— START TASK INPUT —

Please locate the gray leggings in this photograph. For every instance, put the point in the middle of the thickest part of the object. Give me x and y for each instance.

— END TASK INPUT —
— START TASK INPUT —

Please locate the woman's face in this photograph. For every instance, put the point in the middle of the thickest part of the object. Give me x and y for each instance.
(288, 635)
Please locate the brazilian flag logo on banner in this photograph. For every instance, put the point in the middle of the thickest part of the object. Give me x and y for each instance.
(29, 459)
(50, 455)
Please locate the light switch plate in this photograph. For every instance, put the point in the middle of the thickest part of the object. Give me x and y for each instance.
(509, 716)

— END TASK INPUT —

# SHORT EXERCISE:
Pull out every line of the records that contains the word "logo".

# COMPLETE ANSWER:
Please locate the brazilian flag logo on banner in this photograph. For every instance, put the point in the middle of the thickest part of the object. Give me x and y for each instance.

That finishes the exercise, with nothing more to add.